[Entries for pointing and labeling]

※

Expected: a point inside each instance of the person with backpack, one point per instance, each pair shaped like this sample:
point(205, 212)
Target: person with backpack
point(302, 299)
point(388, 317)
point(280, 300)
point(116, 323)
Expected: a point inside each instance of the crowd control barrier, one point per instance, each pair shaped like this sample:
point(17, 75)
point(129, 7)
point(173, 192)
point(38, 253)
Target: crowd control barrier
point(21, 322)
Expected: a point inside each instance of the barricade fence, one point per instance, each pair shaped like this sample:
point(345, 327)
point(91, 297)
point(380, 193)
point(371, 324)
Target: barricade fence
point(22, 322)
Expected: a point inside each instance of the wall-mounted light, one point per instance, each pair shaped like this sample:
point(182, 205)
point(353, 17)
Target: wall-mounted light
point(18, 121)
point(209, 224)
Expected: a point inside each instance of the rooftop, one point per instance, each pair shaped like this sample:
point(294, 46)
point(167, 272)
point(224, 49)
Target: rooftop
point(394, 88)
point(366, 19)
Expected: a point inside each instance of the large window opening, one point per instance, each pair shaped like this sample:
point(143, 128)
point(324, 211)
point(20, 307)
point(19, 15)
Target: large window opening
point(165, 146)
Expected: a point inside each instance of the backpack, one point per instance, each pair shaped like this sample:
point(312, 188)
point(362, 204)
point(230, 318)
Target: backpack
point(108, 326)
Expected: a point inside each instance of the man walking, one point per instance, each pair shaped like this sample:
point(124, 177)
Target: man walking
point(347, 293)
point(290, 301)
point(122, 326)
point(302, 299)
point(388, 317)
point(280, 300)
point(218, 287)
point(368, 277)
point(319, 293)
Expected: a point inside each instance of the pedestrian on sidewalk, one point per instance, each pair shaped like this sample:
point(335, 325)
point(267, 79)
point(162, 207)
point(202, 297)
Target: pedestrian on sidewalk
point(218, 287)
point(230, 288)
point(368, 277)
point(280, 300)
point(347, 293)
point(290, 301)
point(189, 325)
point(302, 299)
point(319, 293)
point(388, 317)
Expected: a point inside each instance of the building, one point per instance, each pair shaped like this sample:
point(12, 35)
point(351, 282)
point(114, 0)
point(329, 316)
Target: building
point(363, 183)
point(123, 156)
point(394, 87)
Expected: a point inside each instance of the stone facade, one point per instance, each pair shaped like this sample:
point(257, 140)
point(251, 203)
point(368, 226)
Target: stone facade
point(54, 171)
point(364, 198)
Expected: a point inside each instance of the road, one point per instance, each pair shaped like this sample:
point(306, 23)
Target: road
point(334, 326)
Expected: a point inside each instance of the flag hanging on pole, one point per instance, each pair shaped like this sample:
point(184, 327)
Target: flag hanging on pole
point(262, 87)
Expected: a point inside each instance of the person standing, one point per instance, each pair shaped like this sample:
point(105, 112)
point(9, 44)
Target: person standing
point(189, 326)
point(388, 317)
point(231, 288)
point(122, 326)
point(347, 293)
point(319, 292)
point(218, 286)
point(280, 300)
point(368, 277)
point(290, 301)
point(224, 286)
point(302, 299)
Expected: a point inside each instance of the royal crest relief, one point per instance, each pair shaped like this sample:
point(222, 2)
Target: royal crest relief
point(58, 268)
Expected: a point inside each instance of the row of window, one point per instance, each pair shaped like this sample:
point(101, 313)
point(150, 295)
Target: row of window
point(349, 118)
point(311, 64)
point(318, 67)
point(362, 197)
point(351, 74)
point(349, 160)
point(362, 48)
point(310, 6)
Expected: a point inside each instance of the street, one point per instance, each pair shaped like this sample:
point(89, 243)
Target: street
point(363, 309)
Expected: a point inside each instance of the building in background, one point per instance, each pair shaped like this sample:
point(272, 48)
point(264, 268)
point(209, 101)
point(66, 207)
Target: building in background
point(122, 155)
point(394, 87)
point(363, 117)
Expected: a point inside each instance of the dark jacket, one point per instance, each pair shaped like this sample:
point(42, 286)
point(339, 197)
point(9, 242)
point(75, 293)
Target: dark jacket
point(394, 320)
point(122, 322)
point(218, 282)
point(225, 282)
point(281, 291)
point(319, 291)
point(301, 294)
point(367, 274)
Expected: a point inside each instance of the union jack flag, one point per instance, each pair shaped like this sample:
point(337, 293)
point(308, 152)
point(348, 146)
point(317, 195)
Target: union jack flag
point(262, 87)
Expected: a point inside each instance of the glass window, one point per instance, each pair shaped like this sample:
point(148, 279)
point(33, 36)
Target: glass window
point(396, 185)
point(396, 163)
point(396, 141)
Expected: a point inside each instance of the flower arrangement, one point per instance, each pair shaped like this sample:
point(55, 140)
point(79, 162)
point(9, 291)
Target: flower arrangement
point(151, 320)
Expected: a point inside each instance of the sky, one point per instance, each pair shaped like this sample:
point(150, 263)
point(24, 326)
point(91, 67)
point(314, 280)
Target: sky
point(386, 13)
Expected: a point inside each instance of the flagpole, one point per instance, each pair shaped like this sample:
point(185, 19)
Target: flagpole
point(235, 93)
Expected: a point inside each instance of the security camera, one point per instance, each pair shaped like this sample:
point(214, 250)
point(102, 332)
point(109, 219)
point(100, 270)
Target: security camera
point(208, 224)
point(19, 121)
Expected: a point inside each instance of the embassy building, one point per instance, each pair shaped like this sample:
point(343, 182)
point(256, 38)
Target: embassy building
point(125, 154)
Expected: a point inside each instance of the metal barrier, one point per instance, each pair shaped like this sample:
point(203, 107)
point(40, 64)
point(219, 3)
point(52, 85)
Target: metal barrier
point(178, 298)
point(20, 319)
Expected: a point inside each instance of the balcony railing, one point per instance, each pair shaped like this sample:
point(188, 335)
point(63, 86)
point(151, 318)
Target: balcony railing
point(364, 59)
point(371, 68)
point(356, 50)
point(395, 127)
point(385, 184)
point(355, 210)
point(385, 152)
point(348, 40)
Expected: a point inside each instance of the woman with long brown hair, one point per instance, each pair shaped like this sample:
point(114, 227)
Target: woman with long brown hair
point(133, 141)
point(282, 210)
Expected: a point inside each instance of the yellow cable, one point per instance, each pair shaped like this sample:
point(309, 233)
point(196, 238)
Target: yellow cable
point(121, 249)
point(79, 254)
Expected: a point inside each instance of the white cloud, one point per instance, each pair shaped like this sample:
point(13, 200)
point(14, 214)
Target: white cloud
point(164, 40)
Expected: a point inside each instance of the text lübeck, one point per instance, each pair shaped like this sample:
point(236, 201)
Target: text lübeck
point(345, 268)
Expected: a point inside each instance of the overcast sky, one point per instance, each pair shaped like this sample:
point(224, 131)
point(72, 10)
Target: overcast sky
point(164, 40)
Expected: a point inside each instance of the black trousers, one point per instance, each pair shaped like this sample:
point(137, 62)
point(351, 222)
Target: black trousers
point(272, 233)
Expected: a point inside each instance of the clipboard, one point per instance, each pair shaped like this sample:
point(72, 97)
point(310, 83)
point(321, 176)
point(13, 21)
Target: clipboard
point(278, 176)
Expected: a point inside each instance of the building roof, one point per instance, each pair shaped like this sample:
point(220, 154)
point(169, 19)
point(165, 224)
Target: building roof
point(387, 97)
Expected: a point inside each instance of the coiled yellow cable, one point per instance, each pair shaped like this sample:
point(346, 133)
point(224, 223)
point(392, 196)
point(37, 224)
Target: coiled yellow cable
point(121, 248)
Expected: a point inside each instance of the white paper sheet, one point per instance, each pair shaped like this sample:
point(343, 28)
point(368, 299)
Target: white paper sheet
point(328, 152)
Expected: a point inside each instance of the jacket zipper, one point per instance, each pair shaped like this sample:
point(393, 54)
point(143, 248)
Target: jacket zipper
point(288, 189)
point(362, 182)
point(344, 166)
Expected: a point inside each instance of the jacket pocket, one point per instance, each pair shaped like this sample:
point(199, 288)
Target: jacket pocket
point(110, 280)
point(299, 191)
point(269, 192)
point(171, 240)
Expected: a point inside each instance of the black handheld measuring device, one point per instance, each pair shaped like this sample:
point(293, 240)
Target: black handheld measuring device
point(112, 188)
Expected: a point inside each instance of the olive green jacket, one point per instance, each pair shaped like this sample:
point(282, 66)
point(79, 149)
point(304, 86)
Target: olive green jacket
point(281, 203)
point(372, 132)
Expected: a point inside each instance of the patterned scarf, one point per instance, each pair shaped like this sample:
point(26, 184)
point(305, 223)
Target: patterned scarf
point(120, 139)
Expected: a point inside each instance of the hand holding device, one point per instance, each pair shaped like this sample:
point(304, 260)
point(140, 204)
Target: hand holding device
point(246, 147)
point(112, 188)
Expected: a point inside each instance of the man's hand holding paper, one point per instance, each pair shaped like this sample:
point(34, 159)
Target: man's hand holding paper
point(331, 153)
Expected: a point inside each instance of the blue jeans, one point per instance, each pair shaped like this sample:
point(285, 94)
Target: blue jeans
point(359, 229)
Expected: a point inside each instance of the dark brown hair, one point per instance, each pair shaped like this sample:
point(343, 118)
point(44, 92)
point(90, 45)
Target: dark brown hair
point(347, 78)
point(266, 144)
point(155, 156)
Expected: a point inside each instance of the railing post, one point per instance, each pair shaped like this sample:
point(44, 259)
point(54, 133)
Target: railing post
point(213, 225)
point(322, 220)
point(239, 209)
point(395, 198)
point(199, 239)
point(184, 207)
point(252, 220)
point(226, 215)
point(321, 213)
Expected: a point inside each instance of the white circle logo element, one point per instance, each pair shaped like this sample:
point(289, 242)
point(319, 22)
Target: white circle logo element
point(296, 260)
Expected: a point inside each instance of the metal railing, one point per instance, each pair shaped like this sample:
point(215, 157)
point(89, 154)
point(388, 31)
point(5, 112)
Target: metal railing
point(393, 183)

※

• _TASK TO CARRY OUT_: Express the material as a JSON list of strings, starting with the line containing "Expected: a point inside each instance of the jacket pocket, one" and going on through the line containing "point(372, 132)", both lines included. Give one string per line and leave out any blank lines.

• _SOLUTION TO THIS EXERCISE_:
[
  "Expected: a point inside each instance of the jacket pocket, one point per instance, each pair shaped like this sample:",
  "point(199, 288)",
  "Target: jacket pocket",
  "point(110, 280)",
  "point(299, 191)",
  "point(269, 192)",
  "point(171, 240)",
  "Expected: a point inside each instance of the black handheld measuring device, one point per instance, each pair shaped like this sample:",
  "point(293, 240)",
  "Target: black handheld measuring device",
  "point(112, 188)",
  "Expected: a point inside each instance of the olive green jacket, one point per instance, each pair shaped like this sample:",
  "point(282, 66)",
  "point(79, 149)",
  "point(304, 86)",
  "Target: olive green jacket",
  "point(281, 203)",
  "point(372, 132)"
]